» PROBLEM TO WORK ON: Extract each line from the records below that contains the word "striped" and copy it unchanged.

» EXTRACTED ENTRIES:
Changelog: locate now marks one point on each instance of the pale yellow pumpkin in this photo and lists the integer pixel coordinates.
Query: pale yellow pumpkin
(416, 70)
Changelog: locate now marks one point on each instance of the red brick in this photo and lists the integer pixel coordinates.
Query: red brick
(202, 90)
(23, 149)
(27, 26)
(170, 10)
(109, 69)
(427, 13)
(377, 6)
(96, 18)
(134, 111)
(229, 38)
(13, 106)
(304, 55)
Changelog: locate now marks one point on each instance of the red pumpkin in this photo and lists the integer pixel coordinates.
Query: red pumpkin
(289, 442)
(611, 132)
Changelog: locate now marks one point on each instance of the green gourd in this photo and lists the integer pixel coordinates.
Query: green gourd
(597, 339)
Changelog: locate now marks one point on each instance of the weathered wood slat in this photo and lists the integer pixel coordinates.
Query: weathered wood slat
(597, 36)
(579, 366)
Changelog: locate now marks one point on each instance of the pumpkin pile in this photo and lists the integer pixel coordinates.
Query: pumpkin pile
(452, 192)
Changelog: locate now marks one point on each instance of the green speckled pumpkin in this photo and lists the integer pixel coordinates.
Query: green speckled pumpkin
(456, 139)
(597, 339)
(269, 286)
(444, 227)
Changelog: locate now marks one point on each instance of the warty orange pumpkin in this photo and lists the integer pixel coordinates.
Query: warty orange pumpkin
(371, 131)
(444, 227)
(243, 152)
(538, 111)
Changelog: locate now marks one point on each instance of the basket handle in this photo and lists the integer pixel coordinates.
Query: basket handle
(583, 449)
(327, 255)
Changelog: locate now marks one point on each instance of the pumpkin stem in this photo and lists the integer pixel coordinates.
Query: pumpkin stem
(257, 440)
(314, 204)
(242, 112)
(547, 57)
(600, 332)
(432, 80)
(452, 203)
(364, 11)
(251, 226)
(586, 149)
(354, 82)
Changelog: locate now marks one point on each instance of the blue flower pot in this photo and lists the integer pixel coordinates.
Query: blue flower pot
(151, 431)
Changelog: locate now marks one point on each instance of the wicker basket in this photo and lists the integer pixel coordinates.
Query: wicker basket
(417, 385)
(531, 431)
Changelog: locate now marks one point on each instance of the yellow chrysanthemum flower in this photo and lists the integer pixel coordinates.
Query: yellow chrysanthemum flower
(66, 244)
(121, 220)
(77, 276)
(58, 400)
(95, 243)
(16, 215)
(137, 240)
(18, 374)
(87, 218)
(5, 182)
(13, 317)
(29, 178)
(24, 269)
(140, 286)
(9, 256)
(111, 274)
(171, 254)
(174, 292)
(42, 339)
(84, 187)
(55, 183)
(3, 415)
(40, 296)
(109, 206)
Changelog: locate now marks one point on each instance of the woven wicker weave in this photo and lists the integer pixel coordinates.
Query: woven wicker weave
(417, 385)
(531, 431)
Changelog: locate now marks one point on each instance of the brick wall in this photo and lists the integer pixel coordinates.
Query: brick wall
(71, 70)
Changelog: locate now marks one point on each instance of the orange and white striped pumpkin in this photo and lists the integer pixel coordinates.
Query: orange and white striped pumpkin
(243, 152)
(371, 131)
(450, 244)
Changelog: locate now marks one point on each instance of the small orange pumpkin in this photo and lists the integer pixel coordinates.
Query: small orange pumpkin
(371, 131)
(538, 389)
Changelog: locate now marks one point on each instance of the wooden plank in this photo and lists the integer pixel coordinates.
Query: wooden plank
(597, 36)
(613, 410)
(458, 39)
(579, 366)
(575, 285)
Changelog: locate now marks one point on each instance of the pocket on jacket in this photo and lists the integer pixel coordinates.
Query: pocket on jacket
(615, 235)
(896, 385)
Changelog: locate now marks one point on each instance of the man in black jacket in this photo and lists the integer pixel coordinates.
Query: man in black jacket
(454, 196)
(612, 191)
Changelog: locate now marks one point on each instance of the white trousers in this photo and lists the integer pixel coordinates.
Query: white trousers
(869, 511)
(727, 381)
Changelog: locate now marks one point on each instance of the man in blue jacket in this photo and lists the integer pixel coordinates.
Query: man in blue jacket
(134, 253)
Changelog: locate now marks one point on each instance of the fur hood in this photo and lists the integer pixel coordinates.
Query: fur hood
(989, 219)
==
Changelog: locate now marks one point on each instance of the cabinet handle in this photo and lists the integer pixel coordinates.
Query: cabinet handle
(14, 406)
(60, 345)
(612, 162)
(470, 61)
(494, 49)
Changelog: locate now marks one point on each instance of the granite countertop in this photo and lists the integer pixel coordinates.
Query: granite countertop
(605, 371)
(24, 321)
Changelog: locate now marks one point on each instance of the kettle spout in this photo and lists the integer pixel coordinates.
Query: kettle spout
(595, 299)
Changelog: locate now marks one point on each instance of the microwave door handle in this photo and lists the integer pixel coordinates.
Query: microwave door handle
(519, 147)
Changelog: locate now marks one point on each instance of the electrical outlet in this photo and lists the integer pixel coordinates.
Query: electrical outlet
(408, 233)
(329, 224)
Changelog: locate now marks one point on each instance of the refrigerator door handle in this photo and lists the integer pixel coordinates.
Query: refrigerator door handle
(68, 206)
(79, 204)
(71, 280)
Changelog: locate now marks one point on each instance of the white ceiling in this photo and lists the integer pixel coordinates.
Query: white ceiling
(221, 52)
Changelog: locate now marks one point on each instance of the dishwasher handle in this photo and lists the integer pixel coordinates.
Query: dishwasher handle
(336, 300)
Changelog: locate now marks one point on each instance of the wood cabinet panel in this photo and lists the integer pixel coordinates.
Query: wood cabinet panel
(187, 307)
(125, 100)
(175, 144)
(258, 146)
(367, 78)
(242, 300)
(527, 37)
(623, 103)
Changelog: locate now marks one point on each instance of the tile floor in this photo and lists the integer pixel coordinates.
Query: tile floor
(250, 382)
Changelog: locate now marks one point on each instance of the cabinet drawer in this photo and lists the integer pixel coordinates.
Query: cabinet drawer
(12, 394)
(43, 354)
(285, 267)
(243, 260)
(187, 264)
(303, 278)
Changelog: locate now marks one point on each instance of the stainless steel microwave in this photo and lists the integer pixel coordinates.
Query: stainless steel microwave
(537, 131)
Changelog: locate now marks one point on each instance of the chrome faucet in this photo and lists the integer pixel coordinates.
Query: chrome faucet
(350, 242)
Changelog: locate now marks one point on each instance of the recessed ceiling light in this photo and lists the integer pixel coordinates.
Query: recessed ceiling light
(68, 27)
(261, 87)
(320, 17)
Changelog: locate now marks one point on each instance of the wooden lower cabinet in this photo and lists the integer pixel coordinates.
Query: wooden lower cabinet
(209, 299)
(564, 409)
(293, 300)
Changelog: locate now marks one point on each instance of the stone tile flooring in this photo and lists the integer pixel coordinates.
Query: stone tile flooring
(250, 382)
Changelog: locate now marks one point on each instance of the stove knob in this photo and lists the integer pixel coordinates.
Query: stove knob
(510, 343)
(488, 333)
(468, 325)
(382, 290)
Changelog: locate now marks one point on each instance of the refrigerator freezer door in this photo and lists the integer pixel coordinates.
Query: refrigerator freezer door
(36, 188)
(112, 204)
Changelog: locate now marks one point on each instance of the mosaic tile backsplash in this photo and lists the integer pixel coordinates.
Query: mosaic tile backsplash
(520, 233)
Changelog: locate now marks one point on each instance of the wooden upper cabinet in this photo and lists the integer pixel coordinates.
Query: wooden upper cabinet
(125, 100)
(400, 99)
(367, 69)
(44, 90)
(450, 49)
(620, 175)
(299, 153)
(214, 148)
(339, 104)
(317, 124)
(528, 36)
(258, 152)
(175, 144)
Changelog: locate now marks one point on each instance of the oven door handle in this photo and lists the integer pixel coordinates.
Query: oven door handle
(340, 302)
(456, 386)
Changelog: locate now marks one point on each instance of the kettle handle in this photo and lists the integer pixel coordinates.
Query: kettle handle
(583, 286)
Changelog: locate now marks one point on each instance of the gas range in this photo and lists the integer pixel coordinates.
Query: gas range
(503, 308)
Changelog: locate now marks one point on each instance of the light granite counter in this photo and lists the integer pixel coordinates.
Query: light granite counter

» ANSWER FOR THIS EXERCISE:
Changelog: locate now marks one point on each instance of the orange and white striped pumpkin in this photo and lists the integer pixel coordinates.
Query: orange and white striped pumpkin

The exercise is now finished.